[Items from a dataset]

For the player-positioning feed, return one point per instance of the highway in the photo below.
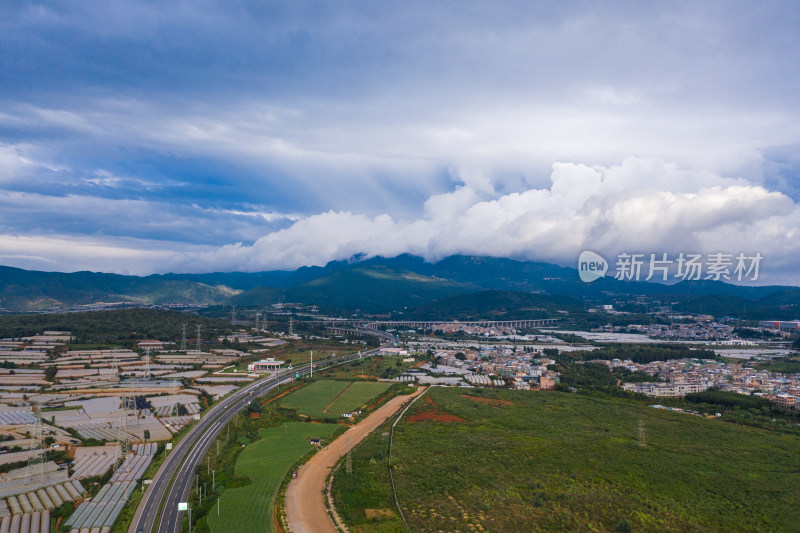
(158, 509)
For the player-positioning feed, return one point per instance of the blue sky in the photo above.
(142, 137)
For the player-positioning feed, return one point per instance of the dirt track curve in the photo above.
(305, 498)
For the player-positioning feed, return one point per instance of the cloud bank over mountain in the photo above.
(200, 136)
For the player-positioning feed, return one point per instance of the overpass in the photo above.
(431, 324)
(158, 508)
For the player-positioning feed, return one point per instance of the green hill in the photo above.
(494, 305)
(368, 289)
(24, 290)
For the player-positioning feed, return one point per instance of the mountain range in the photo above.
(383, 285)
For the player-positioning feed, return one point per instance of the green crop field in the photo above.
(357, 395)
(329, 398)
(550, 461)
(266, 462)
(312, 399)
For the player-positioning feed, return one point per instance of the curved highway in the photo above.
(158, 509)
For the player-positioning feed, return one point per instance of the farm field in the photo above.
(312, 399)
(266, 462)
(356, 395)
(369, 368)
(328, 398)
(483, 460)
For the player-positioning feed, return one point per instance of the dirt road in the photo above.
(305, 498)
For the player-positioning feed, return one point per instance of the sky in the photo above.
(196, 136)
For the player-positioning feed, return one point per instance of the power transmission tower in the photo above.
(36, 459)
(147, 364)
(641, 434)
(128, 407)
(348, 465)
(174, 410)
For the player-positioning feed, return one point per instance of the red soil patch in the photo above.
(488, 401)
(434, 414)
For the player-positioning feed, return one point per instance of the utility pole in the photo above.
(641, 433)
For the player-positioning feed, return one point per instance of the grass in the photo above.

The request ->
Copy all of the records above word for word, leaving the pictures out of your copy.

Expected answer ->
For the player-positioning feed, return one point per instance of the highway in the photo below.
(158, 509)
For the player-positioning feed, return one point per instance of the blue sky in the photo above.
(142, 137)
For the player-positioning feed, return one point per instance of the dirt track curve in the photo above.
(305, 498)
For the player-positioning feed, return one point per instance of the cloud bank over mountain in the photo above.
(200, 136)
For the player-positioning feed, return one point per instance of the overpass in the photo above.
(431, 324)
(158, 508)
For the player-positioning feed, return one point per instance of the green hill in the photo above.
(494, 305)
(368, 289)
(24, 290)
For the player-positioning feed, return one point per instance of the mountain range in the photo above.
(383, 285)
For the player-positioning feed, return one point per instance of the green crop field in the photo above.
(357, 395)
(329, 398)
(550, 461)
(266, 462)
(312, 399)
For the player-positioning feed, return one point per instance of the curved highway in the photo above.
(158, 509)
For the player-positioning feed, return one point per instance of the farm field in the photo above.
(312, 399)
(266, 462)
(356, 395)
(369, 368)
(328, 398)
(483, 460)
For the player-positioning feed, return one point per instance of the dirt road in the photo above.
(305, 498)
For the player-positioning feed, return one point per instance of the sky in the photo above.
(196, 136)
For the player-positioning feed, return one point per instance of the power transmission tower in the photo above.
(36, 459)
(147, 364)
(641, 434)
(128, 407)
(348, 465)
(174, 410)
For the player-positioning feed, return one point per instance of the red soil patch in the photo above.
(488, 401)
(434, 414)
For the player-positioning feed, return one point per instance of the utility pole in the photo above.
(641, 433)
For the player-positioning feed, return one point per instance of the grass in the photo above.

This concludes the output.